┌─ ZITIERTER TEXT
Beeindruckende Exportstärke der Schweiz
Beeindruckende Exportstärke der Schweiz
Noch im Jahr 2000 hat die Schweiz mehr Güter aus dem Ausland importiert als exportiert. 2015 hingegen erreichte der Exportüberschuss – trotz Frankenschock – einen neuen Höchststand von 37 Milliarden Franken.

Trotz dieser beachtlichen Widerstandsfähigkeit: Mit der jüngsten Frankenaufwertung stellt sich erneut die bange Frage, wann die Schweizer Wirtschaft an ihre Schmerzgrenze kommt, bei der insbesondere die Strukturen der Exportindustrie nachhaltigen Schaden erleiden. Einen guten Orientierungspunkt bietet uns der Euro-Mindestkurs von 1.20 Franken, den die Schweizerische Nationalbank (SNB) im September 2011 eingeführt hat.

Dieser Wert gilt in der öffentlichen Wahrnehmung als Richtmass: Ein Kurs von 1.20, so die allgemeine Überzeugung, garantiert dem Land Stabilität und den Unternehmen faire Exportchancen.

Doch real, unter Berücksichtigung der unterschiedlichen Inflationsraten in der Schweiz und der Eurozone, entsprechen die 1.20 Franken von damals inzwischen einem realen Wechselkurs von 1.13 Franken (vgl. unten stehende Grafik). Denn während bei uns das Preisniveau in den letzten fünf Jahren um 2 Prozent gesunken ist, hat die Eurozone eine Teuerung von über 4 Prozent verzeichnet.

Die Inflationsdifferenz führt zu einer stetigen Abwertung des Euros
Die Inflationsdifferenz führt zu einer stetigen Abwertung des Euros
Der Euro-Mindestkurs von 1.20 Franken vom September 2011 entspricht heute einem realen Wechselkurs von 1.13 Franken. Der Grund für diese stetige Abwertung ist die deutlich höhere Inflation in der Eurozone. (Nominaler Euro-Kurs = Monatsmittel).

Die Teuerungsentwicklung erklärt somit, warum sich die Schweizer Wirtschaft heute mit einem deutlich tieferen Euro-Kurs als 1.20 Franken durchaus arrangieren kann.
└─
┌─ VORLIEGENDE DATEN
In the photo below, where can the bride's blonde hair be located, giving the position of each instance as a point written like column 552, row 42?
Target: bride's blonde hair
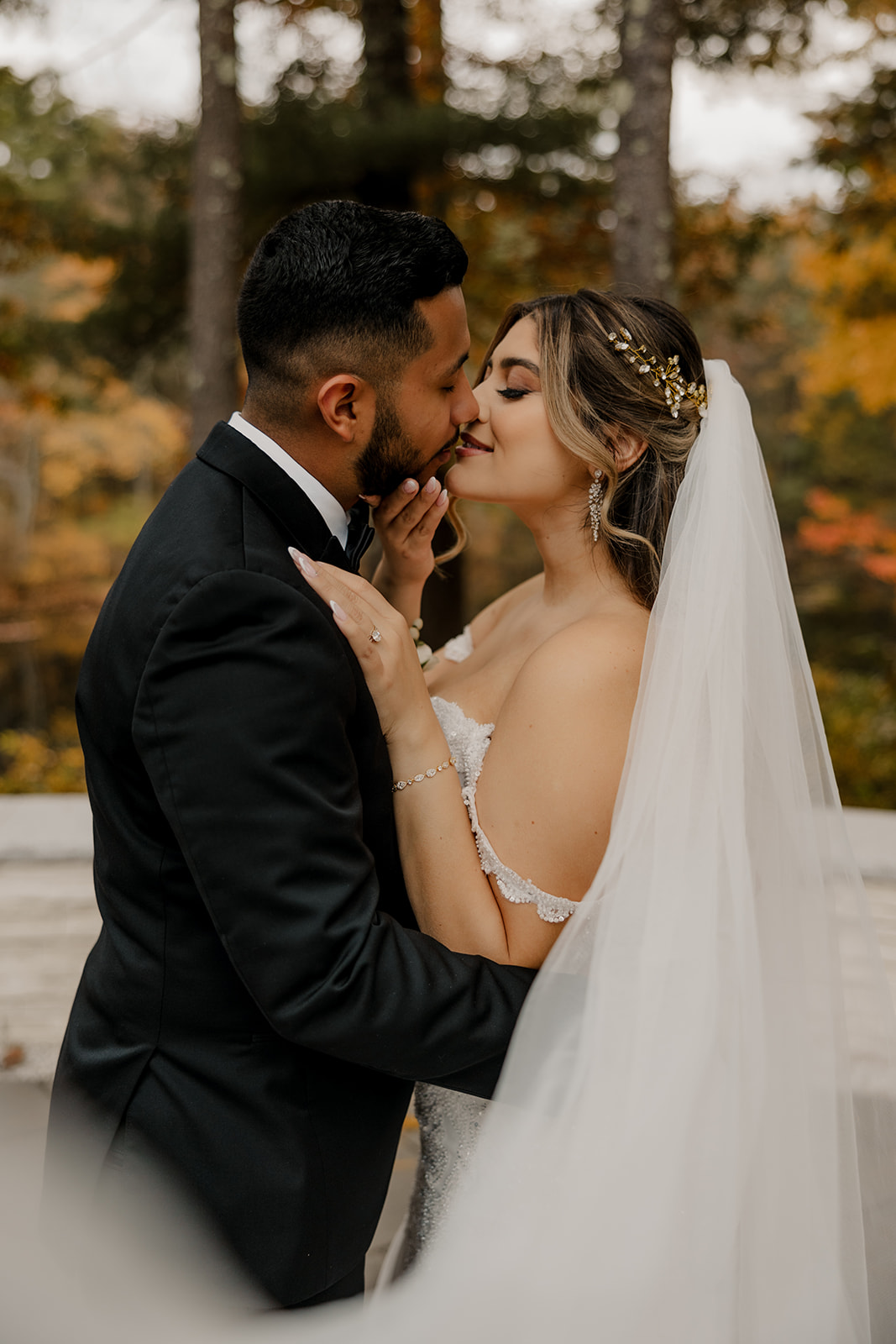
└─
* _AUFGABEN_:
• 1. Welche Jahreszahlen nennt der Text über die Exportstärke der Schweiz? Zähle alle auf.
• 2. Schreib den Text über die Exportstärke der Schweiz weiter.

* _ANTWORTEN JE AUFGABE_:
• 1. 2000, 2015, 2011

• 2.
Allerdings ist nach dem Brexit-Entscheid selbst ein Kurs von 1.13 Franken, der noch vor einem Monat greifbar nahe schien, in weite Ferne gerückt. Wie die Grafik ebenfalls illustriert, lag das tiefste Monatsmittel bisher bei einem Kurs von 1.04 Franken, welches im April und Mai 2015 verzeichnet wurde. Die Konjunkturzahlen zeigen, dass die Schweizer Wirtschaft bei diesem Wert an ihre Schmerzgrenze stiess. Denn ein Abgleiten in die Rezession konnte nur ganz knapp verhindert werden. Insbesondere für die Exportindustrie ist es daher von grosser Bedeutung, dass die Schweizerische Nationalbank einen Kurs von 1.04 auch in den nächsten Monaten wieder verteidigen kann.

Wenigstens der Dollar sorgt in den gegenwärtigen Währungsturbulenzen für einen Lichtblick. Bereits seit 2008 befindet sich der Kurs zum Franken in einem Seitwärtstrend. Nimmt man wieder den September 2011, als der Euro-Mindestkurs eingeführt wurde, zur Richtschnur, dann hat sich der Dollar sogar stark aufgewertet. Nominal stieg der Kurs von 87 auf 98 Rappen. Unter Berücksichtigung der höheren Teuerung in den USA erreicht die reale Dollaraufwertung in den letzten fünf Jahren knapp 20 Prozent (siehe Grafik). Zwar gehen nur etwa 11 Prozent der Schweizer Exporte in die Vereinigten Staaten. Daneben jedoch orientieren sich viele weitere Währungen am Dollar-Kurs, insbesondere der chinesische Yuan.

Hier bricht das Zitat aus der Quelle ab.